--- Start PAGE EXCERPT ---

More and more embedded devices nowadays support remote automatic upgrades without the need for downloaders, making device maintenance highly convenient. To enable remote upgrades for a device, we need to write program code that supports the upgrade process. This program is commonly referred to as the BootLoader.
In essence, the device’s program code is divided into two parts: the BootLoader and the APP. The BootLoader is responsible for upgrading the APP and initiating its execution. The APP, on the other hand, is responsible for implementing the device’s operational functions, essentially housing the core functionality of the device.
For Cortex-M series microcontrollers, achieving a secure transition from the BootLoader to the APP requires certain configurations. This article takes STM32 microcontrollers as an example to outline the key configuration steps necessary to implement a successful transition from the BootLoader to the APP.
BootLoader Jump to APP
Step 1: Flash Partition
During the phase of programming and design, it’s important to partition the Flash memory based on the specific application requirements. This involves determining where the BootLoader and APP will be stored, as well as the allocated space for each. This storage placement directly affects the program’s execution and transitions.
One of the simplest upgrade strategies involves having a BootLoader and an APP. The BootLoader handles transitions and facilitates APP upgrades. This article uses this upgrade strategy as an example for explanation.
For STM32 microcontrollers, the mapped address for program startup is 0x8000000.
The BootLoader can be stored at address 0x8000000, and the allocated space can be adjusted based on the specific Flash size of the chip, for instance, 0x10000 or 64KB.
The APP’s storage address is placed after the BootLoader, specifically at address 0x8010000. The remaining space in the Flash can be allocated to the APP.
Step 2: BootLoader Project Configuration
Configuring the BootLoader project involves a few steps. Using MDK as an example, the BootLoader program is stored in FLASH memory at address 0x8000000 with a size of 0x10000.
When transitioning to the APP using program code, consider the following points:
- Verify the validity of the stack top address, meaning if the starting address of the APP is valid.
if(((*(__IO uint32_t *)APP_FLASH_ADDR) & 0x2FFE0000) == 0x20000000)
- Disable all interrupts to prevent disturbances during the transition that could lead to exceptions.

--- End PAGE EXCERPT ---
--- Start DATA ---

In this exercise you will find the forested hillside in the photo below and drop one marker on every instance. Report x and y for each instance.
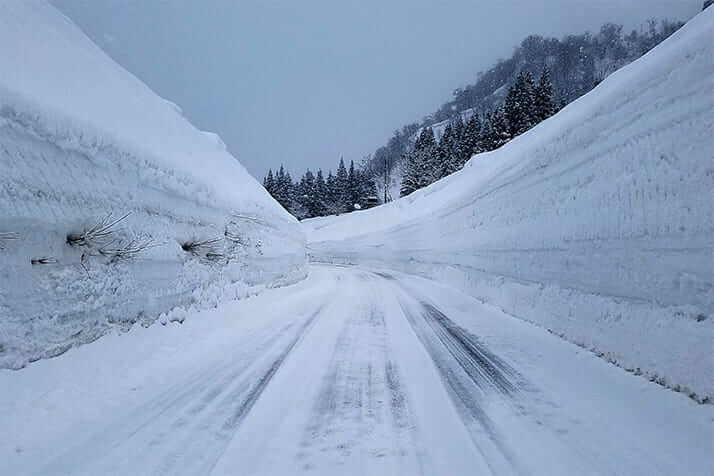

--- End DATA ---

TASKS AND EXERCISES ::
- a) Reproduce word for word the part of the BootLoader page starting with "In essence, the" and going on through "of the device.".
- b) For each statement below, say yes or no to whether the BootLoader page supports it, and quote the page's words that settle it. (i) The APP is stored in Flash before the BootLoader. (ii) The APP holds the device's core functionality. (iii) The page uses MDK as its example when setting up the BootLoader project.

RESULTS OF THE EXERCISE ::
- a)
In essence, the device’s program code is divided into two parts: the BootLoader and the APP. The BootLoader is responsible for upgrading the APP and initiating its execution. The APP, on the other hand, is responsible for implementing the device’s operational functions, essentially housing the core functionality of the device.

- b)
(i) No: "The APP’s storage address is placed after the BootLoader, specifically at address 0x8010000."
(ii) Yes: "essentially housing the core functionality of the device."
(iii) Yes: "Using MDK as an example, the BootLoader program is stored in FLASH memory at address 0x8000000 with a size of 0x10000."